Quoted passage ->

- - - - - - -

Stephen Donald Rope (February 2, 1929 – July 28, 2009) was a Canadian ice hockey player who competed in the 1956 Winter Olympics and 1960 Winter Olympics.

Rope was a member of the Kitchener-Waterloo Dutchmen who won the bronze medal for Canada in ice hockey at the 1956 Winter Olympics and the silver medal for Canada in ice hockey at the 1960 Winter Olympics.

Rope was a valuable member of his community in Galt (later Cambridge), Ontario, Canada.  He was the head of the boys' physical education department at Glenview Park Secondary School for more than three decades.  He helped establish the city's minor hockey program, a tennis club, and hiking trails.  After his death in 2009, admirers erected a stone monument in Cambridge's Churchill Park in Rope's honour.  It stands adjacent to Duncan McIntosh Arena.  It describes him as "an Olympian on the ice...an inspiration in the community."

- - - - - - -

Records shown ->
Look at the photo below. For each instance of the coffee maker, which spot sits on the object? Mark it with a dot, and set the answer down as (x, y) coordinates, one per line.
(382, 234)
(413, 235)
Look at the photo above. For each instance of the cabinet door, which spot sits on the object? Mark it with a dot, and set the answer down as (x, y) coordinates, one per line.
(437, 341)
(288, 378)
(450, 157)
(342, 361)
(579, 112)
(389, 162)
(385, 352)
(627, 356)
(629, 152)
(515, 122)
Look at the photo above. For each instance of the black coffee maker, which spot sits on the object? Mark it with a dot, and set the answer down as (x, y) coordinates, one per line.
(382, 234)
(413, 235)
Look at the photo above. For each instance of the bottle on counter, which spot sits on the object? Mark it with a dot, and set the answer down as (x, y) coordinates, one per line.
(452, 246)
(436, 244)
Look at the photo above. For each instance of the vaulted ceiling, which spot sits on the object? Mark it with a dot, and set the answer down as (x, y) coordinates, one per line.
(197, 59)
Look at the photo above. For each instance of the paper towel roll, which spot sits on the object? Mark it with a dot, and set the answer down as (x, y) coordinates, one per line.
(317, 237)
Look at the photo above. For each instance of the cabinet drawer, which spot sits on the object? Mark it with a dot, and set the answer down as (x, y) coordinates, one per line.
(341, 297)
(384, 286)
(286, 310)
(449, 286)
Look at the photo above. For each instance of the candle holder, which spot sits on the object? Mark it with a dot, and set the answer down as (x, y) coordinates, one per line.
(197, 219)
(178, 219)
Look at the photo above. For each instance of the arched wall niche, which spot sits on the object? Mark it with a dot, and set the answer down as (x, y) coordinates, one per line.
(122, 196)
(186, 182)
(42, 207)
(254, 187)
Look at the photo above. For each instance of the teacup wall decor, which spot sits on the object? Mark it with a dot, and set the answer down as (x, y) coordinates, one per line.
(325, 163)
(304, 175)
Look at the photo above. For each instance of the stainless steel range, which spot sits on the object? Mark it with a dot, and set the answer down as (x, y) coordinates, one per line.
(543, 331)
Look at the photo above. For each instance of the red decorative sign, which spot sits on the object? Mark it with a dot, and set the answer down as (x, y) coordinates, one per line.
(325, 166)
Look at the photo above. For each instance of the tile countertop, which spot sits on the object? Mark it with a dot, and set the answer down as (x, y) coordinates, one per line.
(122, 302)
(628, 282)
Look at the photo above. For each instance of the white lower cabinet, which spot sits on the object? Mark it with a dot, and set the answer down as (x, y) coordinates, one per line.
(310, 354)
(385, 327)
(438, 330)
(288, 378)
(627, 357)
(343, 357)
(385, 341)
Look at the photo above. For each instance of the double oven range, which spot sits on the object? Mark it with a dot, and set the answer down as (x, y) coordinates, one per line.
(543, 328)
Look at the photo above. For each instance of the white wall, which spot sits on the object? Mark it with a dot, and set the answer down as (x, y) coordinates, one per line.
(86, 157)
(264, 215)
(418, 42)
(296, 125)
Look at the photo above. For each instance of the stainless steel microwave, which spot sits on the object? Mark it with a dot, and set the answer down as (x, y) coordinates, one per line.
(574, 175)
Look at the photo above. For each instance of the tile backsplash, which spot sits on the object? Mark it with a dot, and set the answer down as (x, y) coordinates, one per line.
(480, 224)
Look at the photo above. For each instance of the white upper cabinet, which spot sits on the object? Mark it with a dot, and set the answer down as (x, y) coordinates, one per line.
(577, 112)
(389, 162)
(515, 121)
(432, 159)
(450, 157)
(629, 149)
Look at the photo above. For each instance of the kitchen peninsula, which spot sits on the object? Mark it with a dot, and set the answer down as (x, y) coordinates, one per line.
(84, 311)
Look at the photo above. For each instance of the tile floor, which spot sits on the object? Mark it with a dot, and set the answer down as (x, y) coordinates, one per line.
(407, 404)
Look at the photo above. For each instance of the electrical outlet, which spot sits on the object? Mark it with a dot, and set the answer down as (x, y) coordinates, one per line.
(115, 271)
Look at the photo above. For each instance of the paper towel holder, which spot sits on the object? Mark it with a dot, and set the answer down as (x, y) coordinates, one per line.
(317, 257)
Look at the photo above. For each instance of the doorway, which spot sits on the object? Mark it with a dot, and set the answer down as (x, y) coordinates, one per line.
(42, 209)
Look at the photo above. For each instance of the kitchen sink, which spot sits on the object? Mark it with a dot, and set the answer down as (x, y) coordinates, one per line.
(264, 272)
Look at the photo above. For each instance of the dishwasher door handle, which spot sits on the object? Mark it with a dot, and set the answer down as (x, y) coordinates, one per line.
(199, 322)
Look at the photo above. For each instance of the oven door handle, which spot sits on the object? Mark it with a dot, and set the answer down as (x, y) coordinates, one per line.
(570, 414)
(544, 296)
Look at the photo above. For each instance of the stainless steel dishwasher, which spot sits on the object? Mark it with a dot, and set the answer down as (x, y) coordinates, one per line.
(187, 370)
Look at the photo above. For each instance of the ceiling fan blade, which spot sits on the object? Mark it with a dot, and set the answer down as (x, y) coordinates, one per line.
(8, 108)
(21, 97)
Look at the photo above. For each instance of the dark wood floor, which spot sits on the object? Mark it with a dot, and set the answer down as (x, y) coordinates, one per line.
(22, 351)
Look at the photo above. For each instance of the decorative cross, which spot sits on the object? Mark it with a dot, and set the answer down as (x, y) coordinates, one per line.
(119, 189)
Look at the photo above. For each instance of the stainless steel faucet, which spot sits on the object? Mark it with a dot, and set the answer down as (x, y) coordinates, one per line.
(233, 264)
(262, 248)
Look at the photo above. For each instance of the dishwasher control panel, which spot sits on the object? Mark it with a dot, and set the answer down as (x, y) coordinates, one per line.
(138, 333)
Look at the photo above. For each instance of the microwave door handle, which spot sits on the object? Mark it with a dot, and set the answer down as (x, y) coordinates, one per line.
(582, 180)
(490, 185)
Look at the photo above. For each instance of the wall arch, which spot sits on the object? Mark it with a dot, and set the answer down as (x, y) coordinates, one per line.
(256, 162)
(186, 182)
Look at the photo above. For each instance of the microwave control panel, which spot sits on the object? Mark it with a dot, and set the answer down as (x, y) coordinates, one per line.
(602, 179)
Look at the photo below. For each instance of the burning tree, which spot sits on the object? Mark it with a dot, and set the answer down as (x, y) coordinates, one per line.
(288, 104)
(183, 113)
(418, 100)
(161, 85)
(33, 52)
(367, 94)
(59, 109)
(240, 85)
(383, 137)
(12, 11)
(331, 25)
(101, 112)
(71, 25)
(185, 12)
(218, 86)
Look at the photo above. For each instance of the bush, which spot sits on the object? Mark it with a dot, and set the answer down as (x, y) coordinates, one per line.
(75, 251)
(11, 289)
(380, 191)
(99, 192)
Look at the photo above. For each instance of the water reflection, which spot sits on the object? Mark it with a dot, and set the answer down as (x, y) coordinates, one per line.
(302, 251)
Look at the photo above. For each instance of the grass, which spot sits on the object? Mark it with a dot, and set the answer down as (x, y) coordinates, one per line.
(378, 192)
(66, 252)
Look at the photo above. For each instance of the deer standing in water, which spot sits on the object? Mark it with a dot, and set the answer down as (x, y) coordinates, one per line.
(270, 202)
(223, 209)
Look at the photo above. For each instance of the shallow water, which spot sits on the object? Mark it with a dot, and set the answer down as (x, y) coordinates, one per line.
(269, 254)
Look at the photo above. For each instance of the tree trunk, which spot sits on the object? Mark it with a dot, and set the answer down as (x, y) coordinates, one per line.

- - - - - - -

Complete the following ->
**1.** In the Stephen Rope biography, which school's boys' physical education department did Rope head?
**2.** Please pull out every line of the rows that contains the string "dishwasher". Case counts.
The Stephen Rope biography and the rows have nothing to do with each other.

Answers below ->
**1.** Glenview Park Secondary School.

**2.**
Look at the photo above. For each instance of the dishwasher door handle, which spot sits on the object? Mark it with a dot, and set the answer down as (x, y) coordinates, one per line.
Look at the photo above. For each instance of the stainless steel dishwasher, which spot sits on the object? Mark it with a dot, and set the answer down as (x, y) coordinates, one per line.
Look at the photo above. For each instance of the dishwasher control panel, which spot sits on the object? Mark it with a dot, and set the answer down as (x, y) coordinates, one per line.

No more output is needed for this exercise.